• _WHAT NEEDS TO BE DONE_:
Answer these questions using the passage about Noah Starr's stem cell donation:
(a) How many days did the patient spend at HUMC undergoing chemotherapy before the AML went into remission?
(b) In which city is Gift of Life Marrow Registry headquartered?
(c) How many hours did Starr sit in a chair on Dec. 18 to donate stem cells?

By September, after 40 days at HUMC undergoing chemotherapy treatments, the AML had gone into remission. Because of high recurrence rates, however, her doctors recommended a stem cell transplant.

Starr turned out to be the match for Sion. He grew up in Jericho, N.Y., and now lives in Dallas working in commercial finance and producing a history podcast. For him, saying yes to being a donor was a no-brainer.

“I never actually thought I would be called,” he said in a phone interview with NJJN. “I was shocked, anxious, and excited.”

Starr and Sion would not meet until after a mandatory one-year waiting period.

Gift of Life Marrow Registry, an international public bone marrow and stem cell registry headquartered in Boca Raton, Fla., started in 1991 with a focus on Ashkenazi Jewish donors, but has since diversified.

Registry involves a simple swab of the cheek, and most people are never even contacted thereafter. Even then, only 30 percent of those who get the initial call end up being a perfect match. But Starr was.

Stem cell donor Noah Starr and recipient Michelle Sion hug at their first meeting, just over one year after her successful transplant. Photos courtesy Gift of Life

His anxiety at first had to do with the process of donating — he worried it might be painful. But it turned out, donating stem cells meant sitting in a chair on Dec. 18 for six hours while blood was pumped out of his left arm, into a machine that extracted the stem cells, and then returned through the right arm. (He also had a few injections before donation day of a drug that helped his body produce extra stem cells.)

“It was pretty easy, a minor inconvenience,” he said. Although he thought he would read a book, that turned out to be impossible because he couldn’t move his arms. So, it was Netflix for six hours, he joked.

Stored data

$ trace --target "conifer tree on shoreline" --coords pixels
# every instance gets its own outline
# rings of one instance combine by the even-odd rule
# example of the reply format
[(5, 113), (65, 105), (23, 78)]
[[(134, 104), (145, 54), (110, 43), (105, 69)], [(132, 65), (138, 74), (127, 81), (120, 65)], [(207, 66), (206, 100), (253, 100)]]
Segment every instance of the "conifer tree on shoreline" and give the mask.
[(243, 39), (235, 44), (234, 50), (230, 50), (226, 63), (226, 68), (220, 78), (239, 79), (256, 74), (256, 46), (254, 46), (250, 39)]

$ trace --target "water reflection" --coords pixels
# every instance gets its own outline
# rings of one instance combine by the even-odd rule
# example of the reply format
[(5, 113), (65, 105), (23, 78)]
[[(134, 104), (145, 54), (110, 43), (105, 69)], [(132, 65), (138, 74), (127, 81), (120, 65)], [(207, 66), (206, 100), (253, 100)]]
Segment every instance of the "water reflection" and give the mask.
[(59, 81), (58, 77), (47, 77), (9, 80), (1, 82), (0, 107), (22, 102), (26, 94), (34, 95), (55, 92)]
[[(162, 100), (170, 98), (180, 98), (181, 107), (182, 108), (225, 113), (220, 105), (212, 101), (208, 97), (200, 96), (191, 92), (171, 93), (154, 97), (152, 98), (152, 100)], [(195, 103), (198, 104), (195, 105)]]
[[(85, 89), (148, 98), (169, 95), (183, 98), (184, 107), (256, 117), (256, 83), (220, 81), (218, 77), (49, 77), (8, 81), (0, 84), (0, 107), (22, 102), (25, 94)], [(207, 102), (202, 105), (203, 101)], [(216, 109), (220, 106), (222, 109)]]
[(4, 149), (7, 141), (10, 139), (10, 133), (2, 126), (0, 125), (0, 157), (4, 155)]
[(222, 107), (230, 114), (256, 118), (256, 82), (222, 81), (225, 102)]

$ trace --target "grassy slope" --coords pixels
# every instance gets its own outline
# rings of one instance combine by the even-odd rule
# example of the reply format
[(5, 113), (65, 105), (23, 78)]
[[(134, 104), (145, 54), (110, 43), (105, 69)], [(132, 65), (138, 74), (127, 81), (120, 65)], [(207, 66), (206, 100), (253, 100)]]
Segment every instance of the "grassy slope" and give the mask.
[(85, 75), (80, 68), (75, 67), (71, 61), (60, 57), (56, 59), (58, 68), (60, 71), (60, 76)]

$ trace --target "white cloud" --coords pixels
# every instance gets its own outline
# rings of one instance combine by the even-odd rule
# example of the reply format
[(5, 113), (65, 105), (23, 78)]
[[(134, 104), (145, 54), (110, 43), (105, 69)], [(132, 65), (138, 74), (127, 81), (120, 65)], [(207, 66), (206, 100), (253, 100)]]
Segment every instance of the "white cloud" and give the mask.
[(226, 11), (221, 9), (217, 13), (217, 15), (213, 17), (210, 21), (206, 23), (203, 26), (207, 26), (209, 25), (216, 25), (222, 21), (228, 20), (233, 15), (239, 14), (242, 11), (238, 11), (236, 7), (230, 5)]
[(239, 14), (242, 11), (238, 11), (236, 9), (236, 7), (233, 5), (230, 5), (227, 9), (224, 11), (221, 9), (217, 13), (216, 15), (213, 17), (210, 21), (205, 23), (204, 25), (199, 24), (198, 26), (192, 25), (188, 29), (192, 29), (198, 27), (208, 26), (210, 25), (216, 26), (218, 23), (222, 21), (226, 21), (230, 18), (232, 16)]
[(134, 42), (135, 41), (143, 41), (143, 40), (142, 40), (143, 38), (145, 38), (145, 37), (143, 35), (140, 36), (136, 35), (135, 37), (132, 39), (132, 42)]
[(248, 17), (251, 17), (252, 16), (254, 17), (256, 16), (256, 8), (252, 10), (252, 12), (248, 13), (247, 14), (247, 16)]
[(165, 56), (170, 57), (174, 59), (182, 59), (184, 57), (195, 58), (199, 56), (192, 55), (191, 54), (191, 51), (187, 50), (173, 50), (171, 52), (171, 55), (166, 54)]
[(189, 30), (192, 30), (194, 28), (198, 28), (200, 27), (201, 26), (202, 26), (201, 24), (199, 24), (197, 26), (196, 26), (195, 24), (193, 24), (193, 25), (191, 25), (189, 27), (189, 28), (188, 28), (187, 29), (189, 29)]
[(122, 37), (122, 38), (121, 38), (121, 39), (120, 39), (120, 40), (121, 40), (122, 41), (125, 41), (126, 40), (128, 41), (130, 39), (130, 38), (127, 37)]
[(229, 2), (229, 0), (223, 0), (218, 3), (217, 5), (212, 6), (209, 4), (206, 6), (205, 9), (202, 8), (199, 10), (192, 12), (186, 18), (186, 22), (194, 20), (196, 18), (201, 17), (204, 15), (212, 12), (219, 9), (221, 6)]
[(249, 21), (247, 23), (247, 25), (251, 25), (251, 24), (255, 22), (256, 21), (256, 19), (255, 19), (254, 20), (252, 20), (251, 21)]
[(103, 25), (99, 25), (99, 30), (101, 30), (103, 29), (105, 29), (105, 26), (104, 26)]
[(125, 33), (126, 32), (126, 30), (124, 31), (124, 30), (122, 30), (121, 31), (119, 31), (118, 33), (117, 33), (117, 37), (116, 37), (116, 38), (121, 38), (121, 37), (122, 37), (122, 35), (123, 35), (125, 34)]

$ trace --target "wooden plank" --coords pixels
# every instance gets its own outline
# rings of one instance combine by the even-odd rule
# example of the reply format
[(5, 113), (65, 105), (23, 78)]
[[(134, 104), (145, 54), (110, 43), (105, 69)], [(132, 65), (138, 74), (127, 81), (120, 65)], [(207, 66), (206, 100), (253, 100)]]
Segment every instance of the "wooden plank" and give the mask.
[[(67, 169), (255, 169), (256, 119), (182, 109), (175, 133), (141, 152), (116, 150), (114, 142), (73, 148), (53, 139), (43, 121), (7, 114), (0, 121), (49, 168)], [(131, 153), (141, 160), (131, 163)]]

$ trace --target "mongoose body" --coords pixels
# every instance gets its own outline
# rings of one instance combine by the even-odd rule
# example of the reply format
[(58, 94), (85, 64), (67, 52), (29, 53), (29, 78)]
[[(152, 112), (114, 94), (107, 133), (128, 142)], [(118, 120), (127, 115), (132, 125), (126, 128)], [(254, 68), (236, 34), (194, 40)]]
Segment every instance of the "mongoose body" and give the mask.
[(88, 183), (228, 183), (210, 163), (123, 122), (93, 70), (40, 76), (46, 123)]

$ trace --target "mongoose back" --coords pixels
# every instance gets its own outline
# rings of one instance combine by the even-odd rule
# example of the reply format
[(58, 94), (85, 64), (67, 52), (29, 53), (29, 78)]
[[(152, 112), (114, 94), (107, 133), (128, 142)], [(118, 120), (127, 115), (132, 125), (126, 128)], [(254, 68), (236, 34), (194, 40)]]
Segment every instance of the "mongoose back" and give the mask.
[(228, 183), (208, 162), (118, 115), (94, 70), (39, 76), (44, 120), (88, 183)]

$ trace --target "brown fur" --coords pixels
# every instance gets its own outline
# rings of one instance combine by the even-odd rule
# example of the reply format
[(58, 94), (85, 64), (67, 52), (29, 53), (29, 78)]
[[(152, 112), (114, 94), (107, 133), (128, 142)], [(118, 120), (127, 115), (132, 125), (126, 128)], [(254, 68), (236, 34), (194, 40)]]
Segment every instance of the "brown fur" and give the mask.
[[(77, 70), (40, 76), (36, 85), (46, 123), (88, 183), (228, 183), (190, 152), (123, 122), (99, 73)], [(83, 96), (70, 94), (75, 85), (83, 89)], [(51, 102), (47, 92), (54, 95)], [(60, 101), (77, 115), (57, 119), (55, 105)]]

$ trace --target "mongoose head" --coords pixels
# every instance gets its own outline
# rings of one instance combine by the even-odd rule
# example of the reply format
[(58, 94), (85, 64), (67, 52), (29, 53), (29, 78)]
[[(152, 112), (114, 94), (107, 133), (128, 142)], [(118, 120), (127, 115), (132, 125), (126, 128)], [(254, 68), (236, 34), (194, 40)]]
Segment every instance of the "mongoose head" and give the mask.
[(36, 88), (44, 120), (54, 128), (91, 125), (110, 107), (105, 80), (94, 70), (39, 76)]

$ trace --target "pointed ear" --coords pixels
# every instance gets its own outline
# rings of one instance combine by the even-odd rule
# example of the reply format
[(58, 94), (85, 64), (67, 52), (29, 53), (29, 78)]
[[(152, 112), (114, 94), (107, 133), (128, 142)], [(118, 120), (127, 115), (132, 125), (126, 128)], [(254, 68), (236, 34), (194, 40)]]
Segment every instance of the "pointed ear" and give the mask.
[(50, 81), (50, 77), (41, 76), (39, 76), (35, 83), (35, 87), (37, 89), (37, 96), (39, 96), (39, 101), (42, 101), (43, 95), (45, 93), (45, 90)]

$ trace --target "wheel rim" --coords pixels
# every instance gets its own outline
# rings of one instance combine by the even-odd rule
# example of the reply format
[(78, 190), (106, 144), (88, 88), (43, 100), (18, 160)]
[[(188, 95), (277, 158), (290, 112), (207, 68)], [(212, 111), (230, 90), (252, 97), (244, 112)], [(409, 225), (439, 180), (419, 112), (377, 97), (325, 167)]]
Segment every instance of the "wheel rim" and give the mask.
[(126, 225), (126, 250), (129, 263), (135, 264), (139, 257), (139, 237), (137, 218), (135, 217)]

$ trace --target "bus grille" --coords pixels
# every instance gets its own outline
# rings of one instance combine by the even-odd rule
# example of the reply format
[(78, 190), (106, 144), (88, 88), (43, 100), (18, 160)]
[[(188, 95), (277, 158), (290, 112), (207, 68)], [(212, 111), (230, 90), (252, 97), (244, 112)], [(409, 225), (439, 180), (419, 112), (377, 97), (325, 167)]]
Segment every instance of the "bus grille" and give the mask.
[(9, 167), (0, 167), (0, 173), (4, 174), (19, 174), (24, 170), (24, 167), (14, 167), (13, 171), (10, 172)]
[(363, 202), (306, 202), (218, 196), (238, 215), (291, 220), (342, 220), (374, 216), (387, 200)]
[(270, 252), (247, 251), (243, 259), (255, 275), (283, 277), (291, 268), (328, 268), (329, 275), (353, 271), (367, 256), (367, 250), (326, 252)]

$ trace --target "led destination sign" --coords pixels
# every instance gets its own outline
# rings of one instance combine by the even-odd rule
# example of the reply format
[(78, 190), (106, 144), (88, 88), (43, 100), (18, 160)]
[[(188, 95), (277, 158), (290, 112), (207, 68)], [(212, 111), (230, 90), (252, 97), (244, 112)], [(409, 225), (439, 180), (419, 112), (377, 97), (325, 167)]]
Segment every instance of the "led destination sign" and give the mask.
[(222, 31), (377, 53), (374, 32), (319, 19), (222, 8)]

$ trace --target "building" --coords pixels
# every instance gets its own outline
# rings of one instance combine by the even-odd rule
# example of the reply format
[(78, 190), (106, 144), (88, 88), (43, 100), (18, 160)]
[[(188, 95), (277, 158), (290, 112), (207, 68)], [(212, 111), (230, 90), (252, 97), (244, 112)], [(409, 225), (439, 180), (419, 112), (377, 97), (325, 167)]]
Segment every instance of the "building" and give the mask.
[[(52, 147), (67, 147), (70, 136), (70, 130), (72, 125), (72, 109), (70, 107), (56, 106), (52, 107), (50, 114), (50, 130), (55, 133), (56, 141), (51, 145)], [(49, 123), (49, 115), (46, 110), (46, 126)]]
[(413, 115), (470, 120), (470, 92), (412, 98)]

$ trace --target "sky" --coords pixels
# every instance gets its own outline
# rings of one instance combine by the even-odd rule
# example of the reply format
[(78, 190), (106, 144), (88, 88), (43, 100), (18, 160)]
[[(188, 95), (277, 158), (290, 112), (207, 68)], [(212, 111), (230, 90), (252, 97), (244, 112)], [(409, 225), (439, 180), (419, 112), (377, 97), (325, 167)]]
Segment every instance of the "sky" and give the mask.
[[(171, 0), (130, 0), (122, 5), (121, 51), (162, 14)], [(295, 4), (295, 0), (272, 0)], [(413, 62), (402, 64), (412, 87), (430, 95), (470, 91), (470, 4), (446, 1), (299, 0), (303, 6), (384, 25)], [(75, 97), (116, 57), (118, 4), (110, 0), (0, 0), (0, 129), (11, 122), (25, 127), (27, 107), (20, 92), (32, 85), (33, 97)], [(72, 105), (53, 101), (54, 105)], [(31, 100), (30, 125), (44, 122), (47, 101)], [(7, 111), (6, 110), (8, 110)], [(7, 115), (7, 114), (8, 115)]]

• _EXPECTED OUTPUT_:
(a) 40 days
(b) Boca Raton, Fla.
(c) Six hours